▸ **Work required**:
Please repeat only the lines below starting at the line that holds "Target: cat's hind leg" and ending at the line that holds "Put a point on every instance of the wall", exactly, with both of those lines included and every picture omitted.
### Supplied entries ###
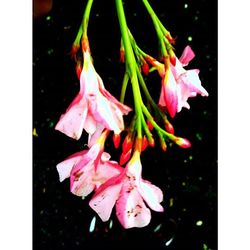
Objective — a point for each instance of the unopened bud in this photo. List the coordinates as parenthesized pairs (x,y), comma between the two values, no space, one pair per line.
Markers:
(116,140)
(170,38)
(163,144)
(145,68)
(122,55)
(182,142)
(127,144)
(151,142)
(78,70)
(169,127)
(144,143)
(74,50)
(125,157)
(150,126)
(172,57)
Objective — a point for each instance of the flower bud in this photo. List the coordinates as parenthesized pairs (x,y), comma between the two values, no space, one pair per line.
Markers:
(182,142)
(145,68)
(144,143)
(127,144)
(169,127)
(116,140)
(122,55)
(125,157)
(163,144)
(172,57)
(170,38)
(78,70)
(151,142)
(150,126)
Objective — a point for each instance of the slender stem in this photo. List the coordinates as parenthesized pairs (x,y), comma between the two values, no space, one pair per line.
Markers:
(130,64)
(156,126)
(124,87)
(85,19)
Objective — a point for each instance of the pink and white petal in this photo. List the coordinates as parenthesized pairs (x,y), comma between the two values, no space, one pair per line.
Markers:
(131,210)
(65,167)
(105,197)
(191,78)
(82,184)
(92,138)
(124,108)
(72,122)
(170,95)
(187,56)
(105,171)
(152,195)
(103,113)
(90,124)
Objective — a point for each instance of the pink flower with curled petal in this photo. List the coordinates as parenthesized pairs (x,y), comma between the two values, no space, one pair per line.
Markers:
(93,107)
(179,84)
(129,193)
(88,169)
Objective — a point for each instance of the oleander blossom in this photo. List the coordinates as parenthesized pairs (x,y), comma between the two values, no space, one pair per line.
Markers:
(94,107)
(88,169)
(179,84)
(129,193)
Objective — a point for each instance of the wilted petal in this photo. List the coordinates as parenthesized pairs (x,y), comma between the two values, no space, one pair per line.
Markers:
(130,208)
(72,122)
(187,56)
(64,168)
(152,195)
(105,197)
(106,170)
(168,96)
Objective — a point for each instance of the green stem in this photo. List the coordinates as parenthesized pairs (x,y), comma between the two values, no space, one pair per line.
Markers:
(124,87)
(130,64)
(156,126)
(85,19)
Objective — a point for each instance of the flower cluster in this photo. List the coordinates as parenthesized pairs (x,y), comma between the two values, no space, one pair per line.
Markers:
(96,111)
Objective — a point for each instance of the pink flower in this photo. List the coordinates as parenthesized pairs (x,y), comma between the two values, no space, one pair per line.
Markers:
(179,84)
(88,169)
(94,107)
(129,192)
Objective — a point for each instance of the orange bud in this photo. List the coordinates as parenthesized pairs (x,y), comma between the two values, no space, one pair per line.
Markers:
(163,144)
(144,143)
(170,38)
(127,144)
(78,70)
(151,142)
(172,57)
(182,142)
(145,68)
(150,126)
(122,55)
(116,140)
(169,127)
(125,157)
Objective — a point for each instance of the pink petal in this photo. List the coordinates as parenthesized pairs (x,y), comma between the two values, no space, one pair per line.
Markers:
(102,111)
(105,197)
(83,184)
(93,137)
(105,171)
(187,56)
(124,109)
(152,195)
(170,94)
(64,168)
(71,123)
(130,208)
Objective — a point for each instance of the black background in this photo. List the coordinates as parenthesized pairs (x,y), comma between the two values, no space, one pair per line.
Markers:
(188,177)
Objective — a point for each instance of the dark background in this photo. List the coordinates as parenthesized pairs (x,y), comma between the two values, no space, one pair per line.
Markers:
(188,177)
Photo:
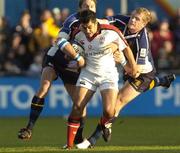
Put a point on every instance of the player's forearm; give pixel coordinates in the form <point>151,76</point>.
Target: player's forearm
<point>129,55</point>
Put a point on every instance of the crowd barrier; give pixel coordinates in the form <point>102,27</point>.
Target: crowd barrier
<point>16,94</point>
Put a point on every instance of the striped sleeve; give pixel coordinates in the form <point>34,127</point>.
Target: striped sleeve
<point>142,47</point>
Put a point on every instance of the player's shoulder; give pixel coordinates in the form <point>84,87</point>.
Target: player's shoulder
<point>123,19</point>
<point>71,19</point>
<point>109,27</point>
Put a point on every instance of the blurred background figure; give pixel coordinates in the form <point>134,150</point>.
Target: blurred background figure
<point>57,16</point>
<point>109,12</point>
<point>159,36</point>
<point>64,14</point>
<point>4,42</point>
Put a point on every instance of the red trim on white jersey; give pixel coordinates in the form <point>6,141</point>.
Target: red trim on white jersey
<point>111,27</point>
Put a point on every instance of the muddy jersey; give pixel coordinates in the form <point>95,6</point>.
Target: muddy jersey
<point>99,59</point>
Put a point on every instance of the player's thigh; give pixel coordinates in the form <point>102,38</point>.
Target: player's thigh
<point>109,97</point>
<point>82,96</point>
<point>127,93</point>
<point>48,74</point>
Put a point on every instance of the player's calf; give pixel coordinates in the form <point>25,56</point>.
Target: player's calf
<point>25,134</point>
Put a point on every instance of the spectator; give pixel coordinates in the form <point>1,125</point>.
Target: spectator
<point>64,14</point>
<point>109,12</point>
<point>159,37</point>
<point>57,16</point>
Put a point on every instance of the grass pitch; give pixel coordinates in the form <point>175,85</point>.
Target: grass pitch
<point>130,135</point>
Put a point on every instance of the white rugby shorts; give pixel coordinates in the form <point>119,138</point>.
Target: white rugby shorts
<point>93,81</point>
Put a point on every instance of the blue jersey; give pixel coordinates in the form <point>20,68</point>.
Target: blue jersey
<point>69,25</point>
<point>138,42</point>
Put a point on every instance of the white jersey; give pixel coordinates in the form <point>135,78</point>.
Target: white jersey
<point>99,60</point>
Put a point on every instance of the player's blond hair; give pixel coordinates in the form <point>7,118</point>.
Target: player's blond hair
<point>146,14</point>
<point>81,2</point>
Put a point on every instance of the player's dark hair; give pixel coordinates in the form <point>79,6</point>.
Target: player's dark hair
<point>86,16</point>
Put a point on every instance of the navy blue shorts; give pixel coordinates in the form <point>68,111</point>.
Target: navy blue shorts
<point>142,83</point>
<point>59,62</point>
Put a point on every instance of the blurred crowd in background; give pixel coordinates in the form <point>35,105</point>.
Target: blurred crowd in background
<point>22,47</point>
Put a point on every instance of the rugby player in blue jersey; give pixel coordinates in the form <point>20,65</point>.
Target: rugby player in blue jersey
<point>136,34</point>
<point>55,64</point>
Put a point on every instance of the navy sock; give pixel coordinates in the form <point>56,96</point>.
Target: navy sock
<point>79,135</point>
<point>96,135</point>
<point>37,105</point>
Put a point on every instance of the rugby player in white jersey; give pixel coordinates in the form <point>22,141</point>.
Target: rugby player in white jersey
<point>135,32</point>
<point>99,70</point>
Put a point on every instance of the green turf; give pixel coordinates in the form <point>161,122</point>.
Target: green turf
<point>130,135</point>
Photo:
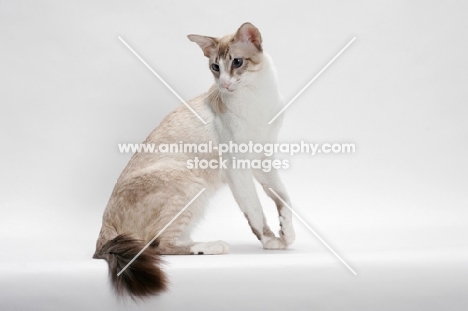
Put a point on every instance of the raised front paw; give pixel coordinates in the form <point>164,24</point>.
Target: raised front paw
<point>275,243</point>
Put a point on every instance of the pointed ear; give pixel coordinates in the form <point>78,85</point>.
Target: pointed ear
<point>249,33</point>
<point>207,44</point>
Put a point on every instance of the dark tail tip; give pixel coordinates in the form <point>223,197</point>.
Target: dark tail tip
<point>143,277</point>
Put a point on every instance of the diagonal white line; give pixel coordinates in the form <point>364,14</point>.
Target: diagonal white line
<point>161,79</point>
<point>160,232</point>
<point>315,233</point>
<point>313,79</point>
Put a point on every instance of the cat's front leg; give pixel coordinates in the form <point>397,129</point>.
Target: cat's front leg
<point>243,188</point>
<point>272,180</point>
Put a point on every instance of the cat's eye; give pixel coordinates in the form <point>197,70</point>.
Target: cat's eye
<point>215,67</point>
<point>237,62</point>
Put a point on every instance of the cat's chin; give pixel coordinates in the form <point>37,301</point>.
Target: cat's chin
<point>227,91</point>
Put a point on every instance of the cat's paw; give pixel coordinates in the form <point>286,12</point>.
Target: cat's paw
<point>275,243</point>
<point>287,233</point>
<point>210,248</point>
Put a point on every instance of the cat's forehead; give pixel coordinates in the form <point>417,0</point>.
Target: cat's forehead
<point>225,47</point>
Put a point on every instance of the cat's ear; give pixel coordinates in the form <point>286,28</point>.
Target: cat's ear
<point>207,44</point>
<point>249,33</point>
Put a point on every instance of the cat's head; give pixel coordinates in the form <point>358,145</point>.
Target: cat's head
<point>233,58</point>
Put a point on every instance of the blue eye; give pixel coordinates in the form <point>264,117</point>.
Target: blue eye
<point>215,67</point>
<point>237,62</point>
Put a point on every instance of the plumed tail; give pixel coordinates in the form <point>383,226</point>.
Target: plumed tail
<point>143,277</point>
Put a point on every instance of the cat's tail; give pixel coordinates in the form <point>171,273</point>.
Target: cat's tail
<point>143,277</point>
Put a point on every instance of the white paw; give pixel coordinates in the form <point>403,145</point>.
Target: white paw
<point>287,233</point>
<point>274,243</point>
<point>210,248</point>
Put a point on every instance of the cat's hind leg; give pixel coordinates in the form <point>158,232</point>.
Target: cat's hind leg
<point>175,239</point>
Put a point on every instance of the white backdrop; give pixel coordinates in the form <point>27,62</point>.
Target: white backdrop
<point>70,91</point>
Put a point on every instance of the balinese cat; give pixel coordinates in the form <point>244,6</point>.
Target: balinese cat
<point>154,187</point>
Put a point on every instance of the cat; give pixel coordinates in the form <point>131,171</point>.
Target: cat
<point>154,187</point>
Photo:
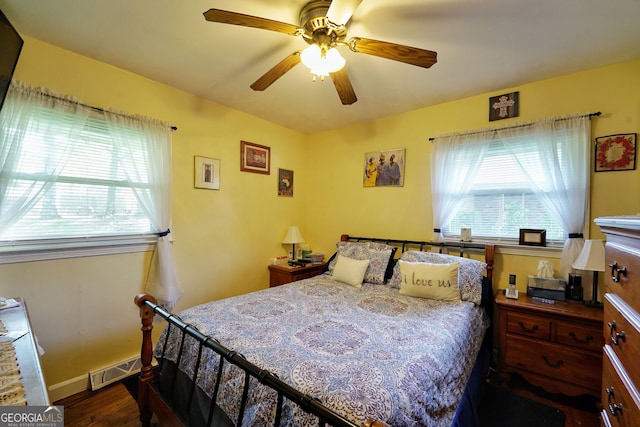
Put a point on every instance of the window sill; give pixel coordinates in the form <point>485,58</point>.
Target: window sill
<point>534,251</point>
<point>10,254</point>
<point>554,250</point>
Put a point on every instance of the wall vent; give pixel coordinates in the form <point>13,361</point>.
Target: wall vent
<point>113,373</point>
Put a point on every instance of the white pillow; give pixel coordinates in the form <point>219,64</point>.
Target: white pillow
<point>424,280</point>
<point>350,271</point>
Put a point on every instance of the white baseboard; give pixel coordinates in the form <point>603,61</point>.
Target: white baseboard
<point>68,388</point>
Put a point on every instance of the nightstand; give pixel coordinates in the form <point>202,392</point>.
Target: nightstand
<point>554,346</point>
<point>284,273</point>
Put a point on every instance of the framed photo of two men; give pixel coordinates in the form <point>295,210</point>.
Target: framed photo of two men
<point>384,168</point>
###
▸ **Task output**:
Target: cat's hind leg
<point>175,239</point>
Put a point on every instance of the white backdrop; give pixel coordinates in the form <point>27,62</point>.
Target: white backdrop
<point>70,91</point>
Put a point on every instance of the balinese cat; give pixel coordinates in the form <point>244,6</point>.
Target: balinese cat
<point>154,187</point>
Put a point on every instance of the cat; give pixel coordinates in the form <point>131,171</point>.
Target: cat
<point>154,187</point>
Photo:
Put a point on every instance of the window sill; give pixel coordinates in the form <point>485,58</point>.
Target: window sill
<point>534,251</point>
<point>10,254</point>
<point>554,250</point>
Put a point on every instance of the wall vent; give pixel coordinates in the form <point>13,361</point>.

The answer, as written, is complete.